▶ [Activity]
Scan the listing below and copy every line holding "pole".
--- START ---
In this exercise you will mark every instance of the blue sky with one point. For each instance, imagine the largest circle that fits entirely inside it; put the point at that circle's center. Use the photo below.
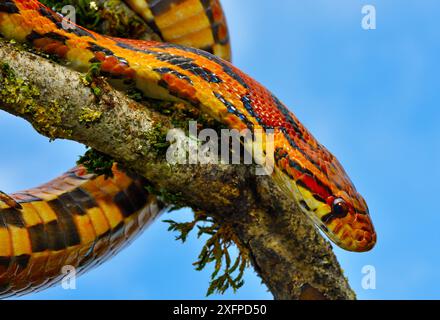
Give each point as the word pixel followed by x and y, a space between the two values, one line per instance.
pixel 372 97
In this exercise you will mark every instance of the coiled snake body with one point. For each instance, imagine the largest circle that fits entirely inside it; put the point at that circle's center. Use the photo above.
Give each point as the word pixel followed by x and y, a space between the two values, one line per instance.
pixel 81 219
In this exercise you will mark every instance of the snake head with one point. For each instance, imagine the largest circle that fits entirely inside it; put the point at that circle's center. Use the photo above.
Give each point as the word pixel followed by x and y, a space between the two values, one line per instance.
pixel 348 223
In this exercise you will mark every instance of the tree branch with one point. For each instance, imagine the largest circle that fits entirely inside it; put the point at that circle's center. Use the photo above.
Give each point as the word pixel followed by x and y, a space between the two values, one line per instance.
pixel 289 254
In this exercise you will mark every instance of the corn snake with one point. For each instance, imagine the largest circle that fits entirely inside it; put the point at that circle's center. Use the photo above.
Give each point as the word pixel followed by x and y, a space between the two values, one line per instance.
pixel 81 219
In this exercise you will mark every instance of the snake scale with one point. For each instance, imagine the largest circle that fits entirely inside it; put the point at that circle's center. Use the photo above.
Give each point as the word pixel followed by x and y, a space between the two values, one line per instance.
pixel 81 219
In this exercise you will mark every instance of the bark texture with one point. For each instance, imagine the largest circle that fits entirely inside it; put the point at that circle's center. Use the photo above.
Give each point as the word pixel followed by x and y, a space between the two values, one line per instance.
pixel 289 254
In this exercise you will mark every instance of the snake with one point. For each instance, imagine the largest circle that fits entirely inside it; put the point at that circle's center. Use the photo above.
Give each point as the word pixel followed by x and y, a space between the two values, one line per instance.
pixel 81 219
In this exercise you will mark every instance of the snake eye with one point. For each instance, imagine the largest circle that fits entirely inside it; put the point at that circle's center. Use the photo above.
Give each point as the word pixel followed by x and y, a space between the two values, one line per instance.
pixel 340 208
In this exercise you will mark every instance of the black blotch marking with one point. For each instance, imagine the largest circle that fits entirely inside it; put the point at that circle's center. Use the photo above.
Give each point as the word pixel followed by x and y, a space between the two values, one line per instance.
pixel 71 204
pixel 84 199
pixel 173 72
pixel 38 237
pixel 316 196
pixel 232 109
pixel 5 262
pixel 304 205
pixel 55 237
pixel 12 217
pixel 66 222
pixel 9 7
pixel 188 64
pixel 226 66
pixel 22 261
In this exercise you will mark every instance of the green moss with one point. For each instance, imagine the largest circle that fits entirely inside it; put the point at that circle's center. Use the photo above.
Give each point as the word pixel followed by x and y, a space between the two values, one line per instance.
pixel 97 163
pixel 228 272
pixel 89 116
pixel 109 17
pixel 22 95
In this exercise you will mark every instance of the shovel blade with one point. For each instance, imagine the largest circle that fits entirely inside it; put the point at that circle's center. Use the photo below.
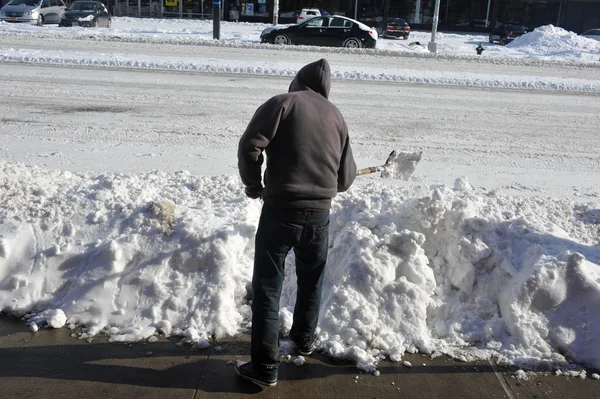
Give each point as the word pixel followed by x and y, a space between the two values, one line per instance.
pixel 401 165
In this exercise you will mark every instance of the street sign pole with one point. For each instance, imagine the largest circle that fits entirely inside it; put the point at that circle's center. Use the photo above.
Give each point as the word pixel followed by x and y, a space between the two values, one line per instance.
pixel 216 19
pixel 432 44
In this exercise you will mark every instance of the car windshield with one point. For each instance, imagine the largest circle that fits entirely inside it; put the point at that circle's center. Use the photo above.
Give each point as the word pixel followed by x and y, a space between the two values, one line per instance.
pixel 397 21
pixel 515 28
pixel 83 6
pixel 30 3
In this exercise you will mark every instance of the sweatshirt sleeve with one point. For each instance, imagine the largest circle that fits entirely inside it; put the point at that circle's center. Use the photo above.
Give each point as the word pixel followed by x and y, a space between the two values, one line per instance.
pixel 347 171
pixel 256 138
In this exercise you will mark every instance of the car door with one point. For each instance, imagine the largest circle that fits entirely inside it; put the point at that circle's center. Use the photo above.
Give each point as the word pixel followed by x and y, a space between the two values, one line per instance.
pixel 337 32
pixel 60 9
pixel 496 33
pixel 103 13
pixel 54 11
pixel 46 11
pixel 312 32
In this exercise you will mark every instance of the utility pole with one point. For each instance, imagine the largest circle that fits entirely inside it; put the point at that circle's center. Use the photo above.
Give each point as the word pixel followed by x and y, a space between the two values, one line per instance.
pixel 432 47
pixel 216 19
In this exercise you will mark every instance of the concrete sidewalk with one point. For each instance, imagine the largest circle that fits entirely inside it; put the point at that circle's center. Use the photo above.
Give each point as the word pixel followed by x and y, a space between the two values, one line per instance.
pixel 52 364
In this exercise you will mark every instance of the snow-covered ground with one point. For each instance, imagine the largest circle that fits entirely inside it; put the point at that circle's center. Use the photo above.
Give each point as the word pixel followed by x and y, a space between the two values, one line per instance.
--- END ---
▶ [Answer space]
In this exercise you will mark every instance of the street sign pole with one point. For each instance, imagine the largest circle that fits entirely inside it; put the point at that circle's center. Use the photo above.
In this exercise you will mark every instance of the utility pole with one point. For each instance, imagine the largest circle that fits entirely inside it; put the point at that circle's center. Use the photo above.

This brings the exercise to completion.